TESTO FORNITO:
Cristiano Cavina Nel paese di tolintesàc
Marcos y Marcos, 2005, € 14,00 Narrativa Italiana
di Simona
Il paese del titolo è un piccolo centro romagnolo chiamato Purocielo. Purocielo è la cornice entro la quale si dipanano con moto ondulatorio i ricordi di nonna Cristina, raccontati a noi dal nipote, cresciuto seduto ai suoi piedi. Lo immaginiamo con gli occhi sgranati e la bocca aperta, incantato dalle storie dei vecchi abitanti di Purocielo: eroi mitici, rassicuranti compagni delle fantasie del piccolo ascoltatore fino a rappresentarne quelle radici ricercate tanto intensamente, quanto in maniera inconsapevole.
“-Tutti perdono qualcosa…Tu sei stato precoce…non eri ancora nato che già avevi perso il babbo-…Forse non ero nato davvero. In effetti, quando facevo i conti, saltava fuori che mancava la metà esatta dei genitori che mi sarebbero spettati di diritto…”

VOCI MOSTRATE:
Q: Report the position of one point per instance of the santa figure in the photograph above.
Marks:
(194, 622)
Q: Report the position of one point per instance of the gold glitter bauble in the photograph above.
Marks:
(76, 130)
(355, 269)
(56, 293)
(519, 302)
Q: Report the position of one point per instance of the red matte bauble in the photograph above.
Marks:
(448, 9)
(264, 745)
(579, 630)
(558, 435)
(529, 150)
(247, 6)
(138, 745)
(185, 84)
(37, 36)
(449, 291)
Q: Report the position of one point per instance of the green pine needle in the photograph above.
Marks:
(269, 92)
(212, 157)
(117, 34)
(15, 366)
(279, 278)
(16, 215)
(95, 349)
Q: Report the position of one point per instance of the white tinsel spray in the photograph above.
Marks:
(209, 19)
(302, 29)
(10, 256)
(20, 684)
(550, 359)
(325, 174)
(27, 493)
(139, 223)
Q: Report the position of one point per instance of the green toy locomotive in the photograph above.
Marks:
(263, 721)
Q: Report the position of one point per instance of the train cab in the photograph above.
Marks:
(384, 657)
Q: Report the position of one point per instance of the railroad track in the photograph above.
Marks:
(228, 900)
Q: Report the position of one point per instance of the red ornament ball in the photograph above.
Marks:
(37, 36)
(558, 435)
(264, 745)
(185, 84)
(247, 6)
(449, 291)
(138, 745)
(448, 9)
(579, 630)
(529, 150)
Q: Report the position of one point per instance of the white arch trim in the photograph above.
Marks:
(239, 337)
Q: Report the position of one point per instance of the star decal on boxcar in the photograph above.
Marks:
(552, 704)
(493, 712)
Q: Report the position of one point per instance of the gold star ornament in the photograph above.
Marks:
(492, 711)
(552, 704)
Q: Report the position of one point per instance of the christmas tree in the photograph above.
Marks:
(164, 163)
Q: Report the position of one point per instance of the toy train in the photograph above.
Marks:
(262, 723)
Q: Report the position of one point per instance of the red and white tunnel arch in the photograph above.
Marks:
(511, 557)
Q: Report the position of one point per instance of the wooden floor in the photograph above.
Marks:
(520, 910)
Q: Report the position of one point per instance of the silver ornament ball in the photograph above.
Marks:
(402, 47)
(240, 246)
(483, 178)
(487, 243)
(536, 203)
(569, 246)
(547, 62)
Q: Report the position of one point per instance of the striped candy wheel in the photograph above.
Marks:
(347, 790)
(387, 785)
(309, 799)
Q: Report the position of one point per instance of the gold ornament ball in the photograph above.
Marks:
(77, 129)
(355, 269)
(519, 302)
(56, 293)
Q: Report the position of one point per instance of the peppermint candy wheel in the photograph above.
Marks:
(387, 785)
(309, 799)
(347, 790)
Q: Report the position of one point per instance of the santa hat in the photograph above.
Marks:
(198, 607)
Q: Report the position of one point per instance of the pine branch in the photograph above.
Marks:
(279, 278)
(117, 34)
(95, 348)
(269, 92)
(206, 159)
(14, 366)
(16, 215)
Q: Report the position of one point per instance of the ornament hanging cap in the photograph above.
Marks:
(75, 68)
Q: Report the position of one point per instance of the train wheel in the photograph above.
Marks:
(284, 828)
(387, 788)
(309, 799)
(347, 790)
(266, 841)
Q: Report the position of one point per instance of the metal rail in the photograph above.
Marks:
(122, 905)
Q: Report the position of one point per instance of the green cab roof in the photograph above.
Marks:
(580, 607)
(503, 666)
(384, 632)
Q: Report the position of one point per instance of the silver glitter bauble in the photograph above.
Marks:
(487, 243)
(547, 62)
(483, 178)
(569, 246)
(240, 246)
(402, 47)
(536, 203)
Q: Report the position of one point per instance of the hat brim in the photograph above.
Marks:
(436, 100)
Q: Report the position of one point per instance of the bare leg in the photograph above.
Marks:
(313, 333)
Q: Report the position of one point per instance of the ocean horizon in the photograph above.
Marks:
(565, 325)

I TUOI COMPITI:
1. Raccogli tutte le righe delle voci che contengono la parola "pine", tenendo conto di maiuscole e minuscole.
2. Prosegui la recensione di «Nel paese di tolintesàc» a partire dal punto in cui si interrompe.
La recensione e le voci provengono da fonti diverse.

ELENCO RISPOSTE:
1.
Q: Report the position of one point per instance of the green pine needle in the photograph above.
Q: Report the position of one point per instance of the pine branch in the photograph above.

2.
La girandola di situazioni e personaggi è vorticosa, ma l’affettuosa attenzione con cui sono trattati ci conduce per mano senza farci smarrire. Nonno Gustì dai mille travestimenti e mamma Nicolina, scura e selvatica. Zia Bella e Cristina Piccola. Zio Varo l’ineffabile e Zio Tarzan, la sua balia. Medardo e Fosca, la sorella poveretta. Poi tanti altri che, semplicemente, tratteggiano la storia di persone normalissime e speciali, perché uniche le une per le altre.
“…Gustì riuscì incredibilmente a imbastire un sorriso dolce, seguito da una frase di una serenità che lasciò nonna e Nicolina senza parole. “E che sarà mai” disse…Le sue sicurezze si infransero poche ore dopo, quando Gustì piangeva in cantina, appoggiato con un gomito al muro ammuffito. Stava chiedendo a Quel Signore là come avrebbe fatto ad andare avanti; lo informava che non ce la faceva più, che era stanco e che tutto andava a rotoli…”
In questo libro c’è poi la storia di tutti coloro che abitano paesi colpiti dalle bombe del ‘44; di tutti coloro che non vivono in famiglie da Mulino Bianco, ma convivono con aria pesante e frasi non dette.
“Ci teneva insieme una catena indistruttibile e interminabile di errori madornali, tenerezze indicibili e dettagli scomparsi.”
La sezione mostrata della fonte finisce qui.